Respected QC speaks out against a return to the past

Former Federal Court Judge Kevin Lindgren QC  (pictured on the right with Jones Day partner John Emmerig at a conference in March) agreed that government involvement in the silk process was “the real threat” that SC guards against.

Speaking with Lawyers Weekly, Lindgren said he respects the opinions of barristers in favour of reinstating QC, but his personal view is that such a move would be “unfortunate”.

Lindgren, 74, claimed that since all appointments since 1993 have been as SC, the nomenclature is well established and recognised in NSW, and as the remaining QCs die or retire, the argument that QC is the more prestigious title will become a moot point.

“If the NSW Bar holds out long enough .... SCs will have the day anyway; they’ll all be SCs.”

Lindgren conceded that the existence of two titles could be problematic for SCs in some areas of international practice because overseas practitioners and their clients may wrongly think that QC signifies a higher rank. He added, however, that “this is hardly the position in the domestic market where the true position is well understood”.

When asked whether the reinstatement of QC in Queensland and Victoria should influence the debate in NSW, Lindgren commented that the NSW Bar was strong enough to stand on its own.

Victorian Attorney-General Robert Clark announced in February that silk appointees in the state will have the option to have the title of QC or SC. The SC/QC Working Group report has revealed that 156 of 177 SCs in Victoria have since applied to be appointed as QC.

The state followed Queensland’s lead in restoring QC, with Attorney-General Jarrod Bleijie dumping SC altogether in 2013.

Seventy of that state’s 73 senior counsel changed their title to QC in the wake of that announcement.

Unlike Victoria or Queensland, re-introducing the QC title in NSW requires a legislative amendment.

The Legal Profession Act 2004 (NSW) currently prohibits official schemes for recognition of seniority or status, including “the prerogative right or power of the Crown to appoint persons as QC”.
· · · · ·
[Work request A] According to the article on the QC title, how many of Victoria's 177 SCs have applied to be appointed as QC?
[Work request B] Reproduce the passage of the article on the QC title word for word, starting at "When asked whether" and ending at "on its own.".
· · · · ·
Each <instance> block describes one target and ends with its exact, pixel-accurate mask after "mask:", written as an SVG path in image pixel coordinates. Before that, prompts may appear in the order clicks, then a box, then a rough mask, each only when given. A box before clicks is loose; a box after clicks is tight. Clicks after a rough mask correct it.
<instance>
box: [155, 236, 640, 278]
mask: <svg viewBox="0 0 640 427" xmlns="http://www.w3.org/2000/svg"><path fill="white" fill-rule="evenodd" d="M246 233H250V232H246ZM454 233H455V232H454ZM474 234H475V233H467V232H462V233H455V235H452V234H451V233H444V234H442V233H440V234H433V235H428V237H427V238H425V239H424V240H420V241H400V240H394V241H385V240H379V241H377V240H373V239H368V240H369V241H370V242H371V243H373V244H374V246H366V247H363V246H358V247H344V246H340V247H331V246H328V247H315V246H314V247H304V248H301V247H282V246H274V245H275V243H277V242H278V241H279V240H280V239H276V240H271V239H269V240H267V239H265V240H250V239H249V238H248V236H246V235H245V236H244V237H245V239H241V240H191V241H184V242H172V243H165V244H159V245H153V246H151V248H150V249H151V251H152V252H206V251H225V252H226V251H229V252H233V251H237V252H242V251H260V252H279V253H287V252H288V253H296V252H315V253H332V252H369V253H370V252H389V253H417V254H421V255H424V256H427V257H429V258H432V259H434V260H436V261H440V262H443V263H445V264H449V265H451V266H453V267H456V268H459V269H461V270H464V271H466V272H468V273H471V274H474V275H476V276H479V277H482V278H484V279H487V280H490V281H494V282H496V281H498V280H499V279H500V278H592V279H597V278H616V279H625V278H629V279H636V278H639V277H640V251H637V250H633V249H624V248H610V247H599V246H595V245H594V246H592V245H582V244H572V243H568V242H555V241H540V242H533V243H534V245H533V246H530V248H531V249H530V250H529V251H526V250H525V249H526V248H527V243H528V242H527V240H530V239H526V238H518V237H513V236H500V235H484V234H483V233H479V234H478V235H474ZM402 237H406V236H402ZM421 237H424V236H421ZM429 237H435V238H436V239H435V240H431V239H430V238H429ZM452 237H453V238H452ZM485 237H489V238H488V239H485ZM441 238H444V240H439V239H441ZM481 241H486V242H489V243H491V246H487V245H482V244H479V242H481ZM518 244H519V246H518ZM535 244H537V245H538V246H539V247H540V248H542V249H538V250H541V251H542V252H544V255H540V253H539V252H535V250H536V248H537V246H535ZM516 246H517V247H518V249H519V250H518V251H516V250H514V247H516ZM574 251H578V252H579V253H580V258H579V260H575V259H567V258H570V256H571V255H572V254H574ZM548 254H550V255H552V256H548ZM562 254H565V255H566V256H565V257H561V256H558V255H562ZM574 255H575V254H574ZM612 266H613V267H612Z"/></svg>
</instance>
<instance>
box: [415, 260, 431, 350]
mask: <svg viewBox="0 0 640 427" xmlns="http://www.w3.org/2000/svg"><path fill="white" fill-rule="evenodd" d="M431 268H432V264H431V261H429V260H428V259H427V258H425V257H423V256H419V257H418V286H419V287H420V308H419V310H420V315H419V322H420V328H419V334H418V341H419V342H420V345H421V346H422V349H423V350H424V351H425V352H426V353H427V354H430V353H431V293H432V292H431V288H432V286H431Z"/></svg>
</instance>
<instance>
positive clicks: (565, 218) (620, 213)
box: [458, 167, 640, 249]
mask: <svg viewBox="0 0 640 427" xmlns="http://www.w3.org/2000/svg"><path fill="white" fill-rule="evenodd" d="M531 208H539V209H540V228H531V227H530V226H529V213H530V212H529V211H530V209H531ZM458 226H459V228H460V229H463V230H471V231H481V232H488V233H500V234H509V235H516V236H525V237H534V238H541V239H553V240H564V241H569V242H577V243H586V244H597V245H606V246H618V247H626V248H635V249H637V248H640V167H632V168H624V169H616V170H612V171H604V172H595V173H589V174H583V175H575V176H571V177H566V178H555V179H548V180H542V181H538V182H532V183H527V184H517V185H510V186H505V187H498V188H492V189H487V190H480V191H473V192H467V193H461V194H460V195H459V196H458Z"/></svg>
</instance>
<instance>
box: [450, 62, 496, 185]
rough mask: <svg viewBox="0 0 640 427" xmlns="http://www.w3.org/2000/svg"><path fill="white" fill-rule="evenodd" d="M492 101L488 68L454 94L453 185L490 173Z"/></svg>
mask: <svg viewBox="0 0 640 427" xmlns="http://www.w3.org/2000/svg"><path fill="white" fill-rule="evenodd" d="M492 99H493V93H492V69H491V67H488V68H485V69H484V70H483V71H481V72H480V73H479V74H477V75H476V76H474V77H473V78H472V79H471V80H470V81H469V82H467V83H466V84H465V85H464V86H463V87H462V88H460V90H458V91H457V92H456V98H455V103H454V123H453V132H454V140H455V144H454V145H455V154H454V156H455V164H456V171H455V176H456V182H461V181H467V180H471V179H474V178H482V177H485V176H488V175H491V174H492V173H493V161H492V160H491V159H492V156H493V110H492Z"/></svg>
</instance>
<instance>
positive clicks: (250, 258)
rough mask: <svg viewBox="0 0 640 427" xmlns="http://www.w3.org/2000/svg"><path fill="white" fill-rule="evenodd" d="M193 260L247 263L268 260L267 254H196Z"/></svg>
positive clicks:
· · · · ·
[Response area A] 156

[Response area B]
When asked whether the reinstatement of QC in Queensland and Victoria should influence the debate in NSW, Lindgren commented that the NSW Bar was strong enough to stand on its own.